-- MATERIAL --

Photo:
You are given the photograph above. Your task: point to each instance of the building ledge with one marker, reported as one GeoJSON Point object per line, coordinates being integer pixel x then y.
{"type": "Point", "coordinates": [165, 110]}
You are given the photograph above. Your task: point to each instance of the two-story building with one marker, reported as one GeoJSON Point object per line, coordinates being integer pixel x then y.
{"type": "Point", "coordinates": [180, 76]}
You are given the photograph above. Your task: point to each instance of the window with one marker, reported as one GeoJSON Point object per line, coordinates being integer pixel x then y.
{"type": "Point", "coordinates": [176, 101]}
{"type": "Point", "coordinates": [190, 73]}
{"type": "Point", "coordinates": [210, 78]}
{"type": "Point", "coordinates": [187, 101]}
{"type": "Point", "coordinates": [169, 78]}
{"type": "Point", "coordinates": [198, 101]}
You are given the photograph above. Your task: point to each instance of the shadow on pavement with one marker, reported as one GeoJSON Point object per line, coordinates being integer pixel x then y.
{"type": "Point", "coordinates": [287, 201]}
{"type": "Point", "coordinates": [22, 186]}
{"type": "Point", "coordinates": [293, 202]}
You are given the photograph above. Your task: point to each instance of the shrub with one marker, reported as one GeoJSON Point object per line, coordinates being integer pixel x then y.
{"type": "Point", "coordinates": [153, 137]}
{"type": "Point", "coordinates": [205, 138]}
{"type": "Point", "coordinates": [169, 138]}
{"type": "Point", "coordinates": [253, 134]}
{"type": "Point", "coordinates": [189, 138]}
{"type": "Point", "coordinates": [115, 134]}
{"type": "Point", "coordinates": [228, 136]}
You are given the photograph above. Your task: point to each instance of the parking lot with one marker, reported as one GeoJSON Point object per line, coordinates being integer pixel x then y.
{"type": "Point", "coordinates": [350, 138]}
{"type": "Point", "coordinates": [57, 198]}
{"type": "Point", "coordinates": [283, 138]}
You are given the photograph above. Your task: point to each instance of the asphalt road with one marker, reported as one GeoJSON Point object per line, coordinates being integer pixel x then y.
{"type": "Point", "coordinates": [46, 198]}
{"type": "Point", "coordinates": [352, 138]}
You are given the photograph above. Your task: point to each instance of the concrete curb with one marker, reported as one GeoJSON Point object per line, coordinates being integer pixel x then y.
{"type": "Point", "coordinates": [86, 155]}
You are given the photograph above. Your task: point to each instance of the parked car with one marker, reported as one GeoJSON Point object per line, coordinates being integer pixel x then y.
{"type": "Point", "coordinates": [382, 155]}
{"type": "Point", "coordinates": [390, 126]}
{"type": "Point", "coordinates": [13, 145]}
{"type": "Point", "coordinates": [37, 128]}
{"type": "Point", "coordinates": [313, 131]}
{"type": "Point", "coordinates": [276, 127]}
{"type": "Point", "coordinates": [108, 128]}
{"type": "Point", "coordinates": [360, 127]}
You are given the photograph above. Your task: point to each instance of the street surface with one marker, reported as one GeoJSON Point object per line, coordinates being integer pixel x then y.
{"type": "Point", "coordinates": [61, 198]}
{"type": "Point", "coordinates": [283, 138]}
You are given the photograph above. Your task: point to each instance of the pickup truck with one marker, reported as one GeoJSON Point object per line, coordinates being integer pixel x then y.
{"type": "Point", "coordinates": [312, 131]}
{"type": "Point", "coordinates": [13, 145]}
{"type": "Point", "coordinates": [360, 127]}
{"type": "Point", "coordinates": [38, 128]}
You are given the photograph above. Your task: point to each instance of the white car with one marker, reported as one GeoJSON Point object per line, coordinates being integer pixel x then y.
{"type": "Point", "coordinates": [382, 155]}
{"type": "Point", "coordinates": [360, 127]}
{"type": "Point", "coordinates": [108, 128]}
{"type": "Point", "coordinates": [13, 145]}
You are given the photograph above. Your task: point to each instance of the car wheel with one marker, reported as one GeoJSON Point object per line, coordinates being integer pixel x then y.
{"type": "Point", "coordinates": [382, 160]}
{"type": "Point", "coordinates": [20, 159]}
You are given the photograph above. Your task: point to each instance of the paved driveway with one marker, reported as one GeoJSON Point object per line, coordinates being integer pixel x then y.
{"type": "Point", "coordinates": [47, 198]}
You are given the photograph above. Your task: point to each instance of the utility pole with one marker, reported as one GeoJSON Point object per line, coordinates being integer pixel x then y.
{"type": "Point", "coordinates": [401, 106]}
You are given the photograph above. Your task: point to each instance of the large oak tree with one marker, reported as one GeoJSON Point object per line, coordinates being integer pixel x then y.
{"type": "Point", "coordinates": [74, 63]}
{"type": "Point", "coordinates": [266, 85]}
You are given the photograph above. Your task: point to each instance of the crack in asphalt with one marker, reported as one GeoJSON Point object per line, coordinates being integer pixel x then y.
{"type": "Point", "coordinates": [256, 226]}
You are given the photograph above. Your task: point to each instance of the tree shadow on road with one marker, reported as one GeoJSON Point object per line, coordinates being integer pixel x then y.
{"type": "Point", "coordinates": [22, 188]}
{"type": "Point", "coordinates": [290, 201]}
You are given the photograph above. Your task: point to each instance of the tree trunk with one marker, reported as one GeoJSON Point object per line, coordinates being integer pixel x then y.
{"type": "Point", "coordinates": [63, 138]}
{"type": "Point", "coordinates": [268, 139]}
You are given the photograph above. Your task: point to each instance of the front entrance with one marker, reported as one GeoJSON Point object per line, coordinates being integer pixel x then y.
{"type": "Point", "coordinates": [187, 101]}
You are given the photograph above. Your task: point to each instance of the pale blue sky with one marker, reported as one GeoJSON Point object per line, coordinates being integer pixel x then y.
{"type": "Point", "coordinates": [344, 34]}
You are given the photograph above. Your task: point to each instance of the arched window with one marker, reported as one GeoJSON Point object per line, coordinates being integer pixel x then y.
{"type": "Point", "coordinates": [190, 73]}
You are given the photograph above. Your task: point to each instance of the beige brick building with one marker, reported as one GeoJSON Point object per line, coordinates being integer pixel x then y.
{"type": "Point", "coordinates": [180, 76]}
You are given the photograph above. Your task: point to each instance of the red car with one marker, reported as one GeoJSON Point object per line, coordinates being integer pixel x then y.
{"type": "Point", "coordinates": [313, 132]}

-- DIRECTIVE --
Return the lines above exactly, keeping every word.

-- FINISHED EXERCISE --
Photo:
You are given the photograph above. Your task: point to each instance of the building ledge with one marker, reported as one GeoJSON Point object per line, coordinates being integer pixel x then y.
{"type": "Point", "coordinates": [165, 110]}
You are given the photograph above. Your task: point to each instance of the two-story building with one marker, reported as one GeoJSON Point object per line, coordinates being integer pixel x then y.
{"type": "Point", "coordinates": [180, 76]}
You are given the photograph above. Your task: point to each instance of the window with one marker, reported as one GeoJSON Point object per line, coordinates being integer pixel x then y.
{"type": "Point", "coordinates": [176, 101]}
{"type": "Point", "coordinates": [190, 73]}
{"type": "Point", "coordinates": [210, 78]}
{"type": "Point", "coordinates": [187, 101]}
{"type": "Point", "coordinates": [169, 78]}
{"type": "Point", "coordinates": [198, 101]}
You are given the photograph above. Your task: point to each instance of the shadow on pavement with one marker, reported as one GeoJSON Point object per line, coordinates being integer pixel x then y.
{"type": "Point", "coordinates": [287, 201]}
{"type": "Point", "coordinates": [22, 186]}
{"type": "Point", "coordinates": [293, 202]}
You are given the photograph above. Your task: point to each instance of the shrub with one marker, reported as one GeoJSON Point object per line, coordinates being integer pixel x then y.
{"type": "Point", "coordinates": [153, 137]}
{"type": "Point", "coordinates": [205, 138]}
{"type": "Point", "coordinates": [169, 138]}
{"type": "Point", "coordinates": [253, 134]}
{"type": "Point", "coordinates": [189, 138]}
{"type": "Point", "coordinates": [115, 134]}
{"type": "Point", "coordinates": [228, 136]}
You are given the photograph above. Your task: point to each instance of the parking lot with one marker, reported as one GeoJSON Point object per line, coordinates being integer pixel x then y.
{"type": "Point", "coordinates": [350, 138]}
{"type": "Point", "coordinates": [57, 198]}
{"type": "Point", "coordinates": [283, 138]}
You are given the photograph above. Your task: point to each instance of the asphalt road with one marker, reported as one GeoJSON Point object per line, coordinates being integer pixel x then y.
{"type": "Point", "coordinates": [46, 198]}
{"type": "Point", "coordinates": [352, 138]}
You are given the photograph above. Your task: point to each instance of the concrete curb with one marker, reported as one GeoJSON Point object per line, coordinates being integer pixel x then y.
{"type": "Point", "coordinates": [86, 155]}
You are given the photograph above. Your task: point to each instance of the parked car with one marker, reported as one GeoJSON Point object per line, coordinates being integer pixel x then y.
{"type": "Point", "coordinates": [382, 155]}
{"type": "Point", "coordinates": [390, 126]}
{"type": "Point", "coordinates": [13, 145]}
{"type": "Point", "coordinates": [37, 128]}
{"type": "Point", "coordinates": [313, 131]}
{"type": "Point", "coordinates": [276, 127]}
{"type": "Point", "coordinates": [108, 128]}
{"type": "Point", "coordinates": [360, 127]}
You are given the photograph above. Your task: point to each instance of the street surface with one marker, reported as one GeoJSON Point object per line, coordinates being integer pixel x then y.
{"type": "Point", "coordinates": [61, 198]}
{"type": "Point", "coordinates": [283, 138]}
You are given the photograph above. Your task: point to each instance of the pickup truck with one marker, reported as one GeoJSON Point object per line, coordinates being integer pixel x then y.
{"type": "Point", "coordinates": [312, 131]}
{"type": "Point", "coordinates": [13, 145]}
{"type": "Point", "coordinates": [360, 127]}
{"type": "Point", "coordinates": [38, 128]}
You are given the photograph above. Your task: point to each instance of the white car with one marker, reported as one GeoJSON Point object per line, coordinates being integer pixel x then y.
{"type": "Point", "coordinates": [382, 155]}
{"type": "Point", "coordinates": [360, 127]}
{"type": "Point", "coordinates": [108, 128]}
{"type": "Point", "coordinates": [13, 145]}
You are given the photograph above. Your task: point to each instance of the car wheel with one marker, reported as one GeoJSON Point object per line, coordinates being integer pixel x then y.
{"type": "Point", "coordinates": [382, 160]}
{"type": "Point", "coordinates": [20, 159]}
You are given the photograph above. Your task: point to each instance of the paved driveway with one marker, reported as one GeoJSON Point object per line, coordinates being integer pixel x then y.
{"type": "Point", "coordinates": [47, 198]}
You are given the photograph above. Your task: point to each instance of the utility pole with one marker, reported as one GeoJSON Point object per line, coordinates being integer pixel x then y.
{"type": "Point", "coordinates": [401, 106]}
You are given the photograph above. Your task: point to each instance of the large oak tree with one marker, reported as one GeoJSON Point object per line, coordinates being integer pixel x then y.
{"type": "Point", "coordinates": [74, 63]}
{"type": "Point", "coordinates": [266, 85]}
You are given the photograph above. Your task: point to each instance of the crack in asphalt with one marker, reported as one GeoJSON Point object per line, coordinates being integer pixel x then y.
{"type": "Point", "coordinates": [256, 226]}
You are given the photograph above. Your task: point to each instance of the tree shadow on road with one marker, reported as one GeoJSON Point object per line, coordinates being integer pixel x then y.
{"type": "Point", "coordinates": [22, 188]}
{"type": "Point", "coordinates": [290, 201]}
You are given the photograph above. Your task: point to each instance of the tree trunk with one marker, reported as one GeoJSON Point object per line, coordinates being integer pixel x then y.
{"type": "Point", "coordinates": [63, 138]}
{"type": "Point", "coordinates": [268, 139]}
You are given the photograph above. Your task: point to each instance of the front entrance with one marker, reported as one GeoJSON Point object per line, coordinates being integer pixel x then y.
{"type": "Point", "coordinates": [187, 101]}
You are given the photograph above. Your task: point to each instance of the pale blue sky with one marker, reported as one GeoJSON Point object per line, coordinates being integer pixel x then y.
{"type": "Point", "coordinates": [344, 34]}
You are given the photograph above. Your task: point to each instance of the arched window with one marker, reported as one GeoJSON Point object per line, coordinates being integer pixel x then y.
{"type": "Point", "coordinates": [190, 73]}
You are given the photograph above. Your task: point to each instance of the beige brick building with one marker, reported as one GeoJSON Point object per line, coordinates being integer pixel x then y.
{"type": "Point", "coordinates": [180, 76]}
You are given the photograph above. Your task: point to each instance of the red car with one marker, reported as one GeoJSON Point object per line, coordinates being integer pixel x then y.
{"type": "Point", "coordinates": [313, 132]}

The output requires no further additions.